-- start Material supplied --
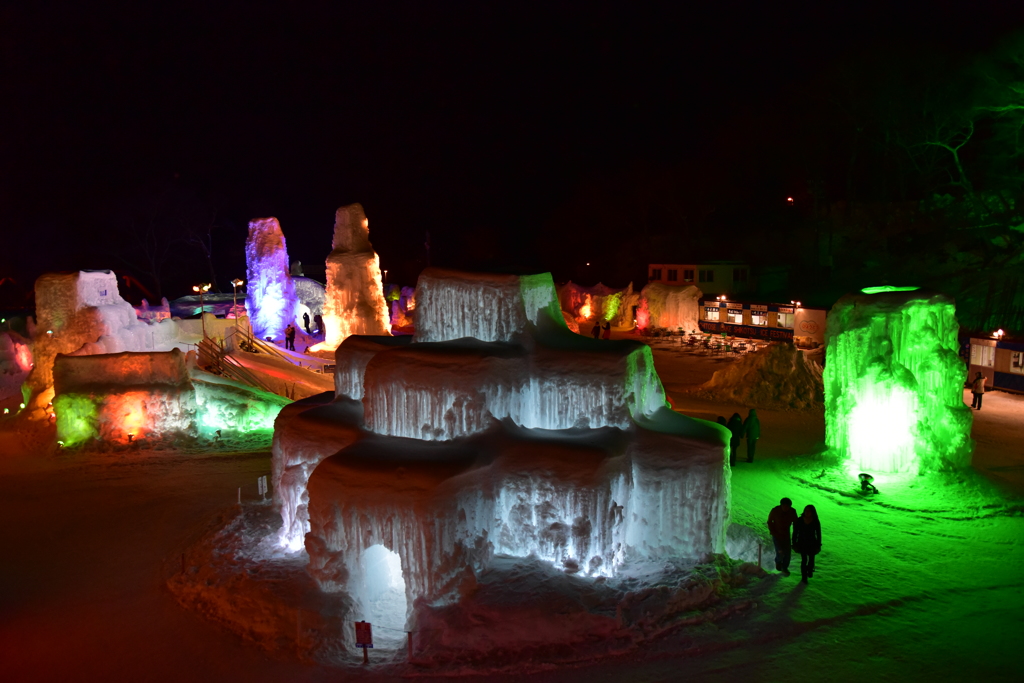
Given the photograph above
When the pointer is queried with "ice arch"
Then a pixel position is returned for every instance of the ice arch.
(379, 590)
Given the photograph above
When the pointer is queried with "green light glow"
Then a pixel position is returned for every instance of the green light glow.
(894, 383)
(611, 304)
(887, 288)
(77, 419)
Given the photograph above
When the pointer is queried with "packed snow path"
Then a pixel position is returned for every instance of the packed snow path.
(899, 595)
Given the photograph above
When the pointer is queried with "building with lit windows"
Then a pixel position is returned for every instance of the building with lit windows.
(999, 360)
(788, 322)
(713, 278)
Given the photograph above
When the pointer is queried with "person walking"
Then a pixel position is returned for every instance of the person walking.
(752, 430)
(807, 541)
(735, 425)
(978, 389)
(779, 520)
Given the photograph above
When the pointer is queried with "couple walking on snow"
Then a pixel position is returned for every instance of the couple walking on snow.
(738, 428)
(806, 537)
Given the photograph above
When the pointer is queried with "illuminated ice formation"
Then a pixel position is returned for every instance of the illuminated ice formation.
(672, 307)
(777, 377)
(82, 313)
(354, 302)
(893, 382)
(270, 299)
(598, 303)
(310, 296)
(136, 397)
(494, 431)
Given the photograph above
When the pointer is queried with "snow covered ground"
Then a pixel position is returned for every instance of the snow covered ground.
(921, 583)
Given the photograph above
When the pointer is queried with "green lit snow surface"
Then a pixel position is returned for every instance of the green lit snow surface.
(922, 583)
(888, 288)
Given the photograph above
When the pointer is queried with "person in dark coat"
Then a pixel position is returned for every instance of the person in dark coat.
(978, 389)
(752, 430)
(807, 541)
(779, 520)
(735, 425)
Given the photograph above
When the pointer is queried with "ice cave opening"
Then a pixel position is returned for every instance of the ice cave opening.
(378, 588)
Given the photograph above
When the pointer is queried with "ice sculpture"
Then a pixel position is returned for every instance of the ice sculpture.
(495, 431)
(777, 377)
(354, 302)
(893, 382)
(599, 303)
(311, 296)
(672, 307)
(83, 313)
(126, 397)
(270, 299)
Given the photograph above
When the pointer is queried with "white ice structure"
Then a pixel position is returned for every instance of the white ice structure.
(82, 313)
(354, 302)
(270, 300)
(672, 307)
(495, 431)
(311, 296)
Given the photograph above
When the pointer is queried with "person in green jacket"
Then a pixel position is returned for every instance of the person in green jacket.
(752, 429)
-- end Material supplied --
## What you will do
Write out each line of the data exactly; the images should be left out.

## Response to this exercise
Given the photograph above
When the pointer is queried with "ice arch"
Then a pixel position is returned for every instance of the ice arch.
(379, 590)
Given the photograph above
When the pointer is queried with "green light glow"
Then a pixel position is returned for every instance of the green light glow.
(894, 383)
(611, 304)
(887, 288)
(77, 419)
Given the photograph above
When the pointer is queried with "packed snow path"
Then a pixel position is returned for every instance of the packed snow path.
(899, 595)
Given the photograph above
When the pointer is queried with "building with lit windows"
Then a pixel position is returned for every instance of the building with lit windows.
(999, 360)
(788, 322)
(713, 278)
Given the photograph above
When the pointer is queried with "person walking"
Then a pixel position is returned for every instance of the person walking.
(752, 430)
(807, 541)
(735, 425)
(978, 389)
(779, 520)
Given the photograph above
When the pointer is queried with "couple walking on snow"
Then a pixel position is returned for every instance of the couple walking on snow.
(738, 428)
(806, 537)
Given the photograph above
When the pointer is queried with "illuminated ice formation"
Then a pixel position is returned for every instance of the illuminated ice formation.
(672, 307)
(777, 377)
(82, 313)
(354, 302)
(893, 382)
(270, 299)
(598, 303)
(310, 296)
(136, 397)
(494, 431)
Given the photograph above
When the pointer is queried with "snow covered ground"
Then a pixel position is returned for every instance of the snow covered ground.
(921, 583)
Given the photograph above
When the pointer is queried with "green lit snow surface"
Then a pixel position is returned for every instance of the green lit snow surface.
(922, 583)
(888, 288)
Given the photograph above
When the pointer is queried with "person in dark coat"
Then a pixel position is returned for every instance of the person in dark coat.
(978, 389)
(752, 430)
(807, 541)
(779, 520)
(735, 425)
Given the photograph above
When the pointer is queried with "ice cave opening"
Then a pixel position is returned for every instance of the ice cave opening.
(378, 588)
Given the photograph above
When the pointer is queried with "ice sculpture"
Then a pixel position is returned for every instance of the ice sculpture.
(495, 431)
(777, 377)
(354, 302)
(893, 382)
(599, 303)
(311, 296)
(672, 307)
(83, 313)
(126, 397)
(270, 299)
Given the photograph above
When the pointer is queried with "white ice structure"
Then a pixel position is returned for every instance of the white ice structure.
(82, 313)
(354, 302)
(270, 300)
(672, 307)
(495, 431)
(311, 296)
Given the photograph above
When the pointer is queried with "person in green jacket"
Then a pixel position is returned for every instance of the person in green jacket.
(752, 429)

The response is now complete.